Data records:
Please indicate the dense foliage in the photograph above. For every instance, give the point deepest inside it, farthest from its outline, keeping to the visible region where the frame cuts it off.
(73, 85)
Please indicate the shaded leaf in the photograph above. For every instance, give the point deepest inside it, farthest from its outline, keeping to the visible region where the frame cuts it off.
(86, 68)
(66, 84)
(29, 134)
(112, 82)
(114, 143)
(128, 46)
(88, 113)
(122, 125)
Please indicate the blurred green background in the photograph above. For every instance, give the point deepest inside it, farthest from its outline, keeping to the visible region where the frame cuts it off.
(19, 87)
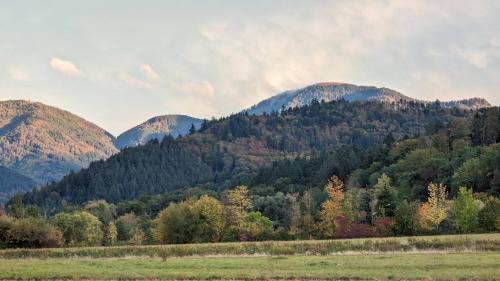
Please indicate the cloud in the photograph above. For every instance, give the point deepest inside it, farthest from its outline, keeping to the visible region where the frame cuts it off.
(131, 80)
(65, 66)
(149, 72)
(201, 89)
(19, 74)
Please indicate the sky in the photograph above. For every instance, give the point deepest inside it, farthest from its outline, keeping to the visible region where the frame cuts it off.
(119, 63)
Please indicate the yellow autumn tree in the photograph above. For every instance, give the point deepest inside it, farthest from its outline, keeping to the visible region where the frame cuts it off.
(331, 209)
(238, 202)
(433, 212)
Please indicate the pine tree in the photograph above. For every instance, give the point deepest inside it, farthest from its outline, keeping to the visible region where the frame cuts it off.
(331, 209)
(433, 212)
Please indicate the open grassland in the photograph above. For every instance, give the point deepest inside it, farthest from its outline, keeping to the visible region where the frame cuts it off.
(448, 243)
(428, 266)
(455, 257)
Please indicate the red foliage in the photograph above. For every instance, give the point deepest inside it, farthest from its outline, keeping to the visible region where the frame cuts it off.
(353, 230)
(384, 226)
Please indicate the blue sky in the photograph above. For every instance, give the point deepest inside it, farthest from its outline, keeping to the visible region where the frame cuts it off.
(118, 63)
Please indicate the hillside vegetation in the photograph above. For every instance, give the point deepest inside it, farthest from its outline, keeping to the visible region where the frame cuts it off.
(230, 151)
(46, 143)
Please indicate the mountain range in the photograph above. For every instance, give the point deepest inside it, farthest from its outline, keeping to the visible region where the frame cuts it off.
(334, 91)
(44, 143)
(157, 128)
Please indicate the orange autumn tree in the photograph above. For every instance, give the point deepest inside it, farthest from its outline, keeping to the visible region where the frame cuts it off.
(331, 209)
(433, 212)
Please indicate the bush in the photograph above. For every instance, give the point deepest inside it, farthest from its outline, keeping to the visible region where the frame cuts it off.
(28, 233)
(489, 216)
(79, 228)
(406, 219)
(465, 211)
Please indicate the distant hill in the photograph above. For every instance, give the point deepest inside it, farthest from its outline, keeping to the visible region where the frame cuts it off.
(12, 183)
(229, 151)
(334, 91)
(157, 128)
(45, 143)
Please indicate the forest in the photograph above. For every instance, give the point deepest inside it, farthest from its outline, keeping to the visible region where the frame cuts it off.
(344, 170)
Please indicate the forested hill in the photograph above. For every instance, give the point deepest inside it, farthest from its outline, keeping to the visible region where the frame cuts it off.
(230, 150)
(12, 182)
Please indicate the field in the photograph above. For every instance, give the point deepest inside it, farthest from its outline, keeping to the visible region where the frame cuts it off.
(430, 258)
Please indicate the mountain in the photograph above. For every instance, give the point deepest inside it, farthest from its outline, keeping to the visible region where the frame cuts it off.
(231, 150)
(157, 128)
(45, 143)
(334, 91)
(12, 183)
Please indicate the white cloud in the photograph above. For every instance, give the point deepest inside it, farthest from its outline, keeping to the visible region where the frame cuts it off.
(131, 80)
(19, 74)
(149, 72)
(201, 89)
(65, 66)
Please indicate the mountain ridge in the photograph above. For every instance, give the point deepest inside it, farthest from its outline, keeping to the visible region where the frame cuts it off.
(157, 128)
(45, 142)
(329, 91)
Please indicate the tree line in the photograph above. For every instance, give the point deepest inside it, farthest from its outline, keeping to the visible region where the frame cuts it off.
(230, 151)
(238, 216)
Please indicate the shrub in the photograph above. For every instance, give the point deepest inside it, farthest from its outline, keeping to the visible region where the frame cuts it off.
(465, 210)
(406, 219)
(489, 216)
(79, 228)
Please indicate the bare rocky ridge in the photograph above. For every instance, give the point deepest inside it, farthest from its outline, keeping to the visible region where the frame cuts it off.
(45, 143)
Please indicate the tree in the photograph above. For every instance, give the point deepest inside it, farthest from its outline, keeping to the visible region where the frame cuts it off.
(192, 129)
(489, 216)
(176, 224)
(385, 198)
(331, 209)
(406, 219)
(255, 227)
(465, 210)
(433, 212)
(129, 229)
(80, 228)
(104, 211)
(238, 202)
(211, 219)
(306, 218)
(110, 234)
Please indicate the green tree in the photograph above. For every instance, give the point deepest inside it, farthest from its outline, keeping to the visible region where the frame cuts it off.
(110, 233)
(256, 227)
(433, 212)
(211, 219)
(176, 224)
(384, 202)
(489, 216)
(331, 209)
(129, 229)
(406, 219)
(80, 228)
(465, 210)
(104, 211)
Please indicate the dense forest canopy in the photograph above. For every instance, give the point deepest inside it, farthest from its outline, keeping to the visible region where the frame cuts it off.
(329, 170)
(298, 149)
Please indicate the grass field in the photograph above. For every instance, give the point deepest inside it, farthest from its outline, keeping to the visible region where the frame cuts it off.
(474, 257)
(456, 266)
(476, 242)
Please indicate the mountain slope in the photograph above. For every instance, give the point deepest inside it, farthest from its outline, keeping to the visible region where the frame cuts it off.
(228, 151)
(157, 128)
(45, 143)
(335, 91)
(12, 183)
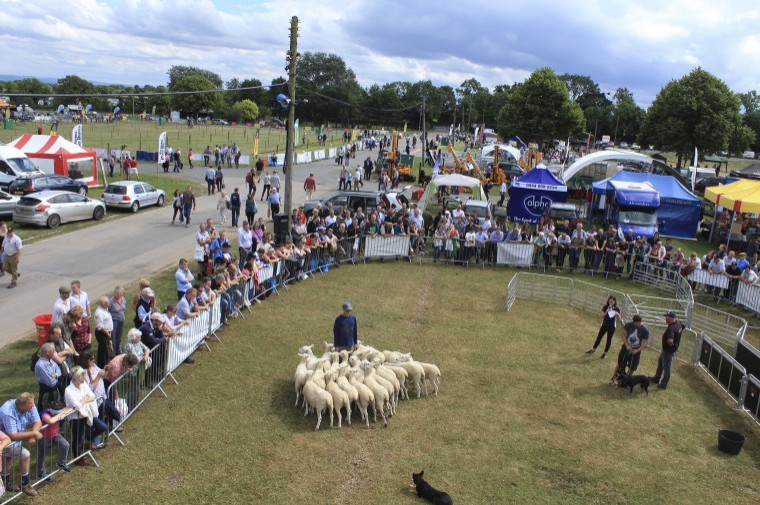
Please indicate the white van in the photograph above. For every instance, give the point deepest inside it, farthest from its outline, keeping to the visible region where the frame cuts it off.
(14, 164)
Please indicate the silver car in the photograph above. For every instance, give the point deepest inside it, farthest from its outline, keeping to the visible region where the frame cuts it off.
(132, 195)
(51, 208)
(7, 203)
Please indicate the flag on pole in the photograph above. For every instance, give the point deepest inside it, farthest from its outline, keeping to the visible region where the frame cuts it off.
(161, 148)
(76, 135)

What the task requires: Convert the records, from the line containing "Please indicate the grass" through the end, into a numbered list with blank lines omitted. Leave the pictures out.

Exercise solution:
1. Please indicate the grass field in the photograph above. For every instance, give the point deepest inside it, farthest from its outline, keeping to the visible region where the frame cuts it off.
2. (474, 257)
3. (456, 266)
4. (476, 242)
5. Please indicate the mountain slope in the photograph above. For every instance, give the point deepest inside it, farthest from its outline, keeping to the visible region where the frame cuts it off.
6. (228, 151)
7. (157, 128)
8. (45, 143)
9. (335, 91)
10. (12, 183)
11. Please indicate the white van in the photograph above. For every instance, give the point deepest inside it, farthest from its outline, keeping to the visible region where the frame cuts it off.
12. (14, 164)
13. Please indicate the silver car in the photograph above. For every instance, give the point deepest inside it, farthest from its outline, keeping to the visible region where the frame cuts it off.
14. (132, 195)
15. (51, 208)
16. (7, 203)
17. Please indicate the flag on pole in the photograph above. For every instance, give the point deepest inside it, farthest from its outline, keeping to the visible region where the frame cuts it off.
18. (161, 148)
19. (76, 135)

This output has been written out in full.